## [Fragmento]
----
Ciertamente, es necesario que nos liberemos de las ataduras graves y
desordenadas; pero también las pequeñas ataduras constituyen un verdadero
obstáculo. Si quiero elevarme es seguro que no lo conseguiría si me encuentro
sujeto al suelo por un cable, pero mientras que una fibra me mantenga sujeto a
una brizna de hierba, yo no podría elevarme si no sacrifico este tenue lazo,
aunque sea de color de rosa y me resulte agradable. No importa cuál es el viejo
obstáculo que no quiero cortar.
El domingo anterior se presentaba la
necesaria opción por un camino de vida (de bien) o de muerte (de mal). Ya se
insinuaba (1. lectura y evangelio) que a menudo no queda claro dónde se hallan
el uno y el otro.
El domingo de la transfiguración sigue
al de la tentación. Esto es muy significativo... La tentación viene a colocarse
al comienzo del camino del sufrimiento y acecha todo a lo largo de él. La
tentación pretende esencialmente acortar el camino, alcanzar una
transfiguración prematura apoyándose en las propias fuerzas; quiere pasar por
encima de las etapas fijadas en dicho camino, quiere rehuir la cruz. Si cede a
todo esto, viene la muerte y el abismo. En último término, la caída de nuestros
primeros padres no fue otra cosa, y la misma tentación de Cristo no apuntaba
sino a que manifestase prematuramente y de modo arbitrario la gloria divina que
en El residía.
Hoy hay que insistir en la opción de
fe que significa creer en el camino de fidelidad al único Señor, Dios, revelado
en Jesucristo; la fidelidad a su camino de verdad, amor, justicia, bondad... es
el único camino de Vida, el único camino de Victoria.
En la
primera lectura, del libro del Génesis, el Señor pide a Abrahán que lo deje
todo para iniciar una misión enorme: crear el pueblo de Dios. A todos nosotros, alguna vez, Dios
también nos pide que demos prioridad al camino que Él nos sugiere y que, así,
abandonemos lo superfluo, lo que nada vale para mejor servirle a Él y a los
hermanos. Hemos de tenerlo en cuenta.
-Abraham no puede quedar
indeciso, ya que el mandato divino exige una respuesta (v. 4a; cfr. vs. 6-9). Y
en este momento crucial el patriarca confía. El verbo "marchar"
indica la obediencia de este hombre que se fía de Dios a pesar de todas las
dificultades. Por eso, él es el modelo y héroe de la fe (Hb. 11, 8 ss).
-El éxodo de Abraham es
prototipo de todo éxodo humano, tanto a nivel individual como colectivo. Miles
de personas, cada año, deben romper con lo inmediato y querido: tierra,
familia... rumbo a lo desconocido. A todos ellos les alienta la esperanza de
una vida más digna y humana, un poder alimentar a sus seres queridos, un...;
pero ¿y si todo fuera una vana ilusión? Toda existencia humana es una difícil
encrucijada. Me viene a la mente la dura situación de esos hombres de color que
patean los bares de nuestras ciudades con esas cajas de sorpresas, los
temporeros agrícolas de la vendimia y de la recogida de la aceituna, los...
----
## [Registros proporcionados]
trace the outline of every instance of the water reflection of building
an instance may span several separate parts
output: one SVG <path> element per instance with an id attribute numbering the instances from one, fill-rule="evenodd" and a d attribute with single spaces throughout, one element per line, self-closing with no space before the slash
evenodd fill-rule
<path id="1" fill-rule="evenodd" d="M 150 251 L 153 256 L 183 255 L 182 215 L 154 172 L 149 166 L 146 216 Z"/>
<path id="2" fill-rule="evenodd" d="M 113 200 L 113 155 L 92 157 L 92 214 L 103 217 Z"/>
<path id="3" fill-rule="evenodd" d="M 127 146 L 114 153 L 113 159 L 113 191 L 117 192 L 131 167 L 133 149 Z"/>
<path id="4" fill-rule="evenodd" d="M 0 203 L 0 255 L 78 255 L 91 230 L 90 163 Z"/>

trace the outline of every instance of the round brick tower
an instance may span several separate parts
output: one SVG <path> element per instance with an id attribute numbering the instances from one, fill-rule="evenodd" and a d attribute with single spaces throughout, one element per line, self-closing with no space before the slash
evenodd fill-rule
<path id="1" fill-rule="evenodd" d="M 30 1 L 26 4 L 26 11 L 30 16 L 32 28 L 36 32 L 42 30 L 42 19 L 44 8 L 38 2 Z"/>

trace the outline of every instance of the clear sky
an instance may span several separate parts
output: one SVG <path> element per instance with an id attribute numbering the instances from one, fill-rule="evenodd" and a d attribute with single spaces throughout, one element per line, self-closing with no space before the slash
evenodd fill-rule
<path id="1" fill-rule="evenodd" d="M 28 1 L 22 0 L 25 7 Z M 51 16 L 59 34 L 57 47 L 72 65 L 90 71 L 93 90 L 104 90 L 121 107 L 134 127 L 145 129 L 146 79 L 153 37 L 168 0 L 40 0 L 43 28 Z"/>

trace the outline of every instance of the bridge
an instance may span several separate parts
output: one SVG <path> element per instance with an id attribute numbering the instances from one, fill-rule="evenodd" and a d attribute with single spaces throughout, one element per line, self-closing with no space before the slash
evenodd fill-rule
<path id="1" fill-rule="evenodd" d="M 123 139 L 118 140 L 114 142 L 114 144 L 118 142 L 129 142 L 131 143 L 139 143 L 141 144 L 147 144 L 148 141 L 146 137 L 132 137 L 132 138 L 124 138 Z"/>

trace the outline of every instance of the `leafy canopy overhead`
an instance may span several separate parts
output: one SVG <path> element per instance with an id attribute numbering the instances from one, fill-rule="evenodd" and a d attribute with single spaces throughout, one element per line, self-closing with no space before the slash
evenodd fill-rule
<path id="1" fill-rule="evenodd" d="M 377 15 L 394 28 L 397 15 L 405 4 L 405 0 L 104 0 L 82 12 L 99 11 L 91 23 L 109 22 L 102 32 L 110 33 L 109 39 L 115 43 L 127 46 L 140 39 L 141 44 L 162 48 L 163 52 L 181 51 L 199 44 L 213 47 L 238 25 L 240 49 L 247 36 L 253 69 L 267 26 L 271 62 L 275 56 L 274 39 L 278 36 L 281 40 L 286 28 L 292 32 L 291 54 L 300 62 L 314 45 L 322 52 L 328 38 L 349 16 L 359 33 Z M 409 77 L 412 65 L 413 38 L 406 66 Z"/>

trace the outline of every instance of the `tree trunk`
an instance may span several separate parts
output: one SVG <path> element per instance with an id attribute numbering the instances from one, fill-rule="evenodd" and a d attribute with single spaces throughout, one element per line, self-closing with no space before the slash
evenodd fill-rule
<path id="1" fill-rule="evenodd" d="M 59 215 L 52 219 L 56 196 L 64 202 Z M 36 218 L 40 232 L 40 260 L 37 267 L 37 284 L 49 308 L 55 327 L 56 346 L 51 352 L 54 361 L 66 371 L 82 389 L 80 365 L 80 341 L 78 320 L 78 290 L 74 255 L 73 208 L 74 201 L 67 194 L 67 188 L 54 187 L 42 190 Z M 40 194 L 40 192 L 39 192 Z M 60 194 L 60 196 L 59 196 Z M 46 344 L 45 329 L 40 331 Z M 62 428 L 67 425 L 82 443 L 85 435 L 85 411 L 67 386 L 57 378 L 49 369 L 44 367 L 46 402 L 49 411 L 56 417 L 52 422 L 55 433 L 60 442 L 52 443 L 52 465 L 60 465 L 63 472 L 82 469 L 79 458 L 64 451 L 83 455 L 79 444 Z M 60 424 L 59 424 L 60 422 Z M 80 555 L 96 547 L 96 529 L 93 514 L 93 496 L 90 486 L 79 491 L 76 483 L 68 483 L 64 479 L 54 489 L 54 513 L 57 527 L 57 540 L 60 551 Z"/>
----
## [Tareas]
**1.** Copia el fragmento desde "Ciertamente, es necesario" hasta "uno y el otro.", cambiando "brizna" por "hoja".
**2.** En el fragmento, ¿por qué se presenta a Abraham como "modelo y héroe de la fe"? Explícalo en una a tres oraciones.
**3.** Prolonga el fragmento sobre la tentación, la transfiguración y el éxodo de Abraham a partir de donde termina.
Los registros no tienen relación con el fragmento.

## [Respuestas]
**1.**
Ciertamente, es necesario que nos liberemos de las ataduras graves y
desordenadas; pero también las pequeñas ataduras constituyen un verdadero
obstáculo. Si quiero elevarme es seguro que no lo conseguiría si me encuentro
sujeto al suelo por un cable, pero mientras que una fibra me mantenga sujeto a
una hoja de hierba, yo no podría elevarme si no sacrifico este tenue lazo,
aunque sea de color de rosa y me resulte agradable. No importa cuál es el viejo
obstáculo que no quiero cortar.
El domingo anterior se presentaba la
necesaria opción por un camino de vida (de bien) o de muerte (de mal). Ya se
insinuaba (1. lectura y evangelio) que a menudo no queda claro dónde se hallan
el uno y el otro.

**2.** Ante el mandato divino, que exige una respuesta, Abraham confía y se pone en marcha. El verbo "marchar" indica la obediencia de un hombre que se fía de Dios a pesar de todas las dificultades, y por eso es el modelo y héroe de la fe.

**3.**
-El éxodo de Abraham es también
prototipo de la vida del pueblo de Israel, de la Iglesia como pueblo de Dios.
Nuestra existencia cristiana siempre implica ruptura con lo que nos agrada,
salida de lo inmediato y palpable... rumbo a lo desconocido. La fe nunca es
fácil, porque ¿y si todo fuera mentira? El fiarse de Dios siempre implica un
riesgo; pero el que no ama el riesgo no puede llamarse cristiano.
Abraham nos es presentado como
modelo.
Fijémonos en Abraham, padre de
los creyentes, puesto que él se apoyó en su fe y aceptó por ella el trastorno
de su vida. El v. 5 nos dice tranquilamente: «Tomó, pues, Abraham a Saray, su
mujer»; está fuera de lugar suponer que esto no sucedió sin algunas
discusiones, sin alguna escena de familia: «¿Quién es el que toma a mi marido?
El pretende que el Señor exige de nosotros que plantemos todo allá:
propiedades, familia...»
Peregrinar exige como condición
indispensable la de abandonar. Conocemos a mucha gente que está atada a sus costumbres
de tal manera que les resultaría imposible viajar. Tienen medios para hacerlo. Intentar
peregrinar sin abandonar es pretender la cuadratura del círculo.
Espiritualmente también esto es
verdadero. Es necesario desinstalarnos, constantemente desinstalarnos, porque
nos estamos arraigando sin cesar, como la araña que teje de nuevo la tela que
un golpe ha desgarrado, como la yedra que encuentra siempre un trozo de muro
donde engancharse.
Es necesario que nos guardemos
de estar apegados a nuestros hábitos, ¡aunque sean buenos! Precisamente porque
son buenos nos parecerán respetables; pero, por el hecho de ser hábitos, son
perjudiciales.
Pensemos en todos aquellos que
en el Antiguo Testamento recibieron de Dios un llamamiento importante e
«incómodo». Recordemos, por ejemplo, a Jonás: «La Palabra de Yahvé llegó a
Jonás, diciéndole: Levántate y ve a Nínive. Jonás levantóse para huir» (Jn. I,
1-3).
También el Pueblo de Dios se
convirtió en nómada por obediencia al Señor. Abandonó un cierto confort en
Egipto por seguir aquella aventura; sin embargo, echará de menos aquel confort
relativo y no cesará de reprochar a Moisés la aventura a la cual le ha
arrastrado. «Ellos dijeron a Moisés: ¿Es que no había sepulcros en Egipto, que
nos has traído al desierto a morir? ¿Qué es lo que nos has hecho con sacarnos
de Egipto?» (Ex. xrv, 11). «Los hijos de Israel decían: «Por qué no hemos
muerto de mano de Yahvé en Egipto, cuando nos sentábamos junto a las ollas de
carne y nos hartábamos de pan? Nos habéis traído al desierto para matar de
hambre a toda esta muchedumbre» (Ex XVI, 3).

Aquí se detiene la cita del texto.